I did start with internet search. But guides I found were lacking. I could not find how to pass values into the function and return from a function easily, or removing trailing slash from directory path or how to loop over array or how to catch errors that occured in previous command or how to seperate letter and number from a string, etc.
That is where chatGPT helped greatly. I would ask chatGPT to write these pieces of code whenever I encountered them, then test its code with various input to see if it works as expected. If not, I would ask it again with what case failed and it would revise the code before I put it in my scripts.
Thanks to chatGPT, someone who has 0 knowledge about bash can write bash easily and quickly that is fairly advanced. I dont think it would take this quick to write what I wrote if I had to do it the old fashioned way, I would eventually write it but it would take far too long. Thanks to chatGPT I can just write all this quickly and forget about it. If I want to learn Bash and am motivated, I would certainly take time to learn it in a nice way.

■ TASK A
Using the post about writing Bash with chatGPT, answer:
(i) Where did the writer start looking for help?
(ii) How did the writer check the code chatGPT produced?
(iii) What would the writer do if motivated to learn Bash?
■ TASK B
Transcribe the stretch of the Bash post from "That is where" through "in my scripts.".
The lines that follow the text play no part here.

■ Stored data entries
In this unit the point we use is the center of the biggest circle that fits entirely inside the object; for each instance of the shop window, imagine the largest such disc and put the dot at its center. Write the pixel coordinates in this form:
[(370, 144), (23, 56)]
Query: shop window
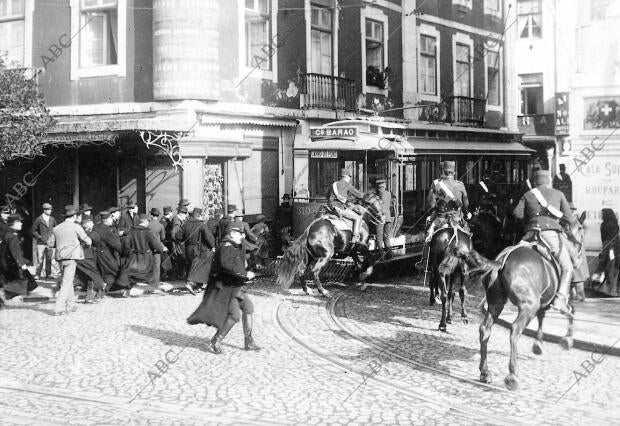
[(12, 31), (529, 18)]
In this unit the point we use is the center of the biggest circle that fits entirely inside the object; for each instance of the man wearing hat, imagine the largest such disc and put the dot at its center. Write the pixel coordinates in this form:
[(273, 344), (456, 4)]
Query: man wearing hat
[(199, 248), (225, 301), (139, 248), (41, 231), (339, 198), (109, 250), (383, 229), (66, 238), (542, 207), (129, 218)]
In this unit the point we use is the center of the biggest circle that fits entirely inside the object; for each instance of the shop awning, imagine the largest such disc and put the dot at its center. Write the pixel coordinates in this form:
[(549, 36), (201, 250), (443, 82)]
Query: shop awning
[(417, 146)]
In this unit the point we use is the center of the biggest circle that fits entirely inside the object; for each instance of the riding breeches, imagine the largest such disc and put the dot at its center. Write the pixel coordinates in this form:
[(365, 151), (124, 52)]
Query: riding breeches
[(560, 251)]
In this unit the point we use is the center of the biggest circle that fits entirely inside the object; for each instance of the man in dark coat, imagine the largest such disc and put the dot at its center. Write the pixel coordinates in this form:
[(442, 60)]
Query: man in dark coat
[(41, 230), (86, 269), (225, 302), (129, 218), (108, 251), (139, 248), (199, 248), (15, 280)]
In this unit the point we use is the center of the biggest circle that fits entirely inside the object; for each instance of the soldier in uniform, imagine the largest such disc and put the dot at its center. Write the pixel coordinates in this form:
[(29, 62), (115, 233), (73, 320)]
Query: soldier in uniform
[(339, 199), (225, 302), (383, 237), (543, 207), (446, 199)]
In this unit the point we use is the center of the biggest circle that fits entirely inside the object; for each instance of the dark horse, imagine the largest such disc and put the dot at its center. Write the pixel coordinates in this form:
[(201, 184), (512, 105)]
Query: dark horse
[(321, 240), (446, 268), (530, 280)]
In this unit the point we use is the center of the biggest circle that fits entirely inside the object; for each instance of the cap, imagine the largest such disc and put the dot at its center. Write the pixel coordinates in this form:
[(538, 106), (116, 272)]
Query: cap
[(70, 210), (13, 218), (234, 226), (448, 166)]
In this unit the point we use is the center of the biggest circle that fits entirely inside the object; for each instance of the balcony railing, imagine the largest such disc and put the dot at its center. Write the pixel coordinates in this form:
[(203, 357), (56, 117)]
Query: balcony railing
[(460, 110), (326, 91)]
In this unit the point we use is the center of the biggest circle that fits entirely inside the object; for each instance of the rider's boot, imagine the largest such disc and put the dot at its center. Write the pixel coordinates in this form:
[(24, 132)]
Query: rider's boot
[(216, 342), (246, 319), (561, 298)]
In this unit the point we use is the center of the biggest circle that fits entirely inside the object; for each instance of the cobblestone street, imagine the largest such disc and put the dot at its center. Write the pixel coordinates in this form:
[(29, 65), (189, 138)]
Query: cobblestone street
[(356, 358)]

---

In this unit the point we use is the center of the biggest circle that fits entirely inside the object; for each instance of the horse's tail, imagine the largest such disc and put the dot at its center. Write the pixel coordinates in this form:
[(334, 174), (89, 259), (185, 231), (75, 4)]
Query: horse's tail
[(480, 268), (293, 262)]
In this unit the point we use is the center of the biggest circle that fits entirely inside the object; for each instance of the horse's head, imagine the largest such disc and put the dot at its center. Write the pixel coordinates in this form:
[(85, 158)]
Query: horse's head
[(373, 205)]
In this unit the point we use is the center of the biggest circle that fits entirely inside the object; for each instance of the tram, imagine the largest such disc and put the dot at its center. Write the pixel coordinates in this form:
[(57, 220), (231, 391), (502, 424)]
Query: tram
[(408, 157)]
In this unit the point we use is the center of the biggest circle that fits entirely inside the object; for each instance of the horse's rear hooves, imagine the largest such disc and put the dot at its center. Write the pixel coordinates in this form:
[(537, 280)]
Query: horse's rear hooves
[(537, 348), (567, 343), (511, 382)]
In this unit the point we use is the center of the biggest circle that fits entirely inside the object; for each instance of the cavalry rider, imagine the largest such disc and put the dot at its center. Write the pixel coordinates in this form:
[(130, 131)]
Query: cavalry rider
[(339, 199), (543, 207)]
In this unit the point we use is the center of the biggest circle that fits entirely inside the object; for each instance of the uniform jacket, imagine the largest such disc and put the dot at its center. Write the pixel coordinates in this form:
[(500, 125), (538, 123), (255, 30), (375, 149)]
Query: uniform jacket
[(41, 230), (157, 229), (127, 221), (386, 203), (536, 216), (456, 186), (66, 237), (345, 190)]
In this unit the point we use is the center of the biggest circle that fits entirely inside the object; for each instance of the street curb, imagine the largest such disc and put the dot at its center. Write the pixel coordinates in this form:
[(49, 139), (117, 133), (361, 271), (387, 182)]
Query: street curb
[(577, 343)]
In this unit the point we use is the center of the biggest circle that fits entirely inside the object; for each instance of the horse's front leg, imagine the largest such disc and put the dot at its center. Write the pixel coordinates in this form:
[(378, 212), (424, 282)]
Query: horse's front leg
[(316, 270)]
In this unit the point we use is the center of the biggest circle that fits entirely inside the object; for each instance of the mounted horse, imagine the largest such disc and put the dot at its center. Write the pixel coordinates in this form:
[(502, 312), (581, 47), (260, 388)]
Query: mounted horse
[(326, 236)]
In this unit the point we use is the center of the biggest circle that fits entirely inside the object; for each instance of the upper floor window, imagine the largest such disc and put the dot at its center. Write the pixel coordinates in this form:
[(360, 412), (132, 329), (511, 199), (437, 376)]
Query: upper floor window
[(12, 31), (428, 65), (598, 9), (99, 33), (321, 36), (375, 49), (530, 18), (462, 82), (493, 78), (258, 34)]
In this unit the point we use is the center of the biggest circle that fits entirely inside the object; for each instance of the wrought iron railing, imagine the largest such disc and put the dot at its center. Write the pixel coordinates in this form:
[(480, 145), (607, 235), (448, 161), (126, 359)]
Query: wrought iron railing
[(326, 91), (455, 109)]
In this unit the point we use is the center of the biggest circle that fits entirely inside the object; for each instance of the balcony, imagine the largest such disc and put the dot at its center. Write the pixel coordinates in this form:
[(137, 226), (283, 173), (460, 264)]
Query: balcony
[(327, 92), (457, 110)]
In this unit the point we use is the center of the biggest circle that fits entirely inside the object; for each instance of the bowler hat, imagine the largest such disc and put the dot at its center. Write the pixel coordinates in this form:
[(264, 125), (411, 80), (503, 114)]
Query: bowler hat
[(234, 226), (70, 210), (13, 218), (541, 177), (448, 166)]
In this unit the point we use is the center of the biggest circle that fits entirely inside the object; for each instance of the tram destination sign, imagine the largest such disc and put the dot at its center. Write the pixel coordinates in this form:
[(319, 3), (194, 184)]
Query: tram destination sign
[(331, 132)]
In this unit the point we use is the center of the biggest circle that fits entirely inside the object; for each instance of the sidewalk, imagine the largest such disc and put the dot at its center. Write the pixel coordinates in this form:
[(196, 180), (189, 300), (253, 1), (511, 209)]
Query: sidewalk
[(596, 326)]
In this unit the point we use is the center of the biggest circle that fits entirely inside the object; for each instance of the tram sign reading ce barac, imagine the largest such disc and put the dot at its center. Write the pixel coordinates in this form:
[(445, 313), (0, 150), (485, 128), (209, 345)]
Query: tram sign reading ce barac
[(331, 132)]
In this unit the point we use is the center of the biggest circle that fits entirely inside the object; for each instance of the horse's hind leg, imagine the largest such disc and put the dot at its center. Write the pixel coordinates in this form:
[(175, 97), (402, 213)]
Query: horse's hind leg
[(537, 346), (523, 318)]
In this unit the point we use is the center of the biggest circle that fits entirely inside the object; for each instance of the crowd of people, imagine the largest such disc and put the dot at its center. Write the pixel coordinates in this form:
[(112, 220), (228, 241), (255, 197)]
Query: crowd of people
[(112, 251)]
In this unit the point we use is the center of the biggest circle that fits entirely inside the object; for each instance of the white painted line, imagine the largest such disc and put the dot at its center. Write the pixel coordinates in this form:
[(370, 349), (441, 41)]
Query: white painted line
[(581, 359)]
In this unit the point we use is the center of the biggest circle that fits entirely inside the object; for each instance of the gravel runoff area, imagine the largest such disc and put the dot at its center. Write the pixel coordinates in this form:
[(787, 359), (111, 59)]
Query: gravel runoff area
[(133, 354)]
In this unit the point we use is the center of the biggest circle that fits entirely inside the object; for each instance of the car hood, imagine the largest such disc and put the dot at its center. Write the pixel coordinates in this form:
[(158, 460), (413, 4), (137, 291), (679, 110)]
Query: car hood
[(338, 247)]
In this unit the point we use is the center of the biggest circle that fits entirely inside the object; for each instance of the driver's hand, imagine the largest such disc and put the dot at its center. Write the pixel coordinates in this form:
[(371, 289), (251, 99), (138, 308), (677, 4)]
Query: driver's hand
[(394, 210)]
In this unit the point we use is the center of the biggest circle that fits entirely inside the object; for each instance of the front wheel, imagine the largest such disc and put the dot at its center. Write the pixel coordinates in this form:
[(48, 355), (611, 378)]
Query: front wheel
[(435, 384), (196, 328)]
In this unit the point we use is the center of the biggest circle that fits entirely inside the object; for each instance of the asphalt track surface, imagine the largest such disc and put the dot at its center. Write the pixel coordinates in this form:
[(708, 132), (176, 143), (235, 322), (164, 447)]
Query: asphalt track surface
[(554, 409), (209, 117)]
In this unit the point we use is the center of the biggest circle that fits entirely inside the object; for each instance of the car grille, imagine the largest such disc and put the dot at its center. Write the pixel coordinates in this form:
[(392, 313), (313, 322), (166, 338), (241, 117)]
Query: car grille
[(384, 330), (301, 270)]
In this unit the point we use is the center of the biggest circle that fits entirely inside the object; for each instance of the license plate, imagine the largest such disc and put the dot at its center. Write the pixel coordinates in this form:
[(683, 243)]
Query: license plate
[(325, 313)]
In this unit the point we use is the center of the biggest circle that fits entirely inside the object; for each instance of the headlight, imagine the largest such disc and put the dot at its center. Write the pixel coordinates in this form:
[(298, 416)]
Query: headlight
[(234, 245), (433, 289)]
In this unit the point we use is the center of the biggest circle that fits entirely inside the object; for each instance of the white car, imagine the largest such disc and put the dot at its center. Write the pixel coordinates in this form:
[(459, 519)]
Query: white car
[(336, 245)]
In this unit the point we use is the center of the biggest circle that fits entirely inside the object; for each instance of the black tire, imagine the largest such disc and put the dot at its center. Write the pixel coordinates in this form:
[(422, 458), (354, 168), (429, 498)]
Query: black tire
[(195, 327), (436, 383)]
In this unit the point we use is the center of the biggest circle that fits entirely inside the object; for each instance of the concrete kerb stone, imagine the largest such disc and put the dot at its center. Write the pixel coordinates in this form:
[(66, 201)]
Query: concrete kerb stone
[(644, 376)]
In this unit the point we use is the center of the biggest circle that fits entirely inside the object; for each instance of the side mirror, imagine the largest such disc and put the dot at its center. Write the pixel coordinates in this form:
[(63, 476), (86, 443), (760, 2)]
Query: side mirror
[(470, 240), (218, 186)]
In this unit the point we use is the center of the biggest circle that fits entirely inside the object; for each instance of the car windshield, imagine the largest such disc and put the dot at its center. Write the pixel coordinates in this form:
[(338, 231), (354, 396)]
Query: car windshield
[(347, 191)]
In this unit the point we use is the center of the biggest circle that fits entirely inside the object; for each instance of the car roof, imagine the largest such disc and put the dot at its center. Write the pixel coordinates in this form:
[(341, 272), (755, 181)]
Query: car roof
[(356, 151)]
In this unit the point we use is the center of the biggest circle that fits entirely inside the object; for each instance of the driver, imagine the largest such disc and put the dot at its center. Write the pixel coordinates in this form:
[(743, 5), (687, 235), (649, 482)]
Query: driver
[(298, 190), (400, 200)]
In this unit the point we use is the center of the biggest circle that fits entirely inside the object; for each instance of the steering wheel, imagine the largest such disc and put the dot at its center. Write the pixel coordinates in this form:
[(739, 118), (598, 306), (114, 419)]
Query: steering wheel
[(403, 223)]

■ EXERCISE SOLUTION A
(i) With an internet search.
(ii) By testing it with various input to see if it worked as expected.
(iii) Take time to learn it in a nice way.

■ EXERCISE SOLUTION B
That is where chatGPT helped greatly. I would ask chatGPT to write these pieces of code whenever I encountered them, then test its code with various input to see if it works as expected. If not, I would ask it again with what case failed and it would revise the code before I put it in my scripts.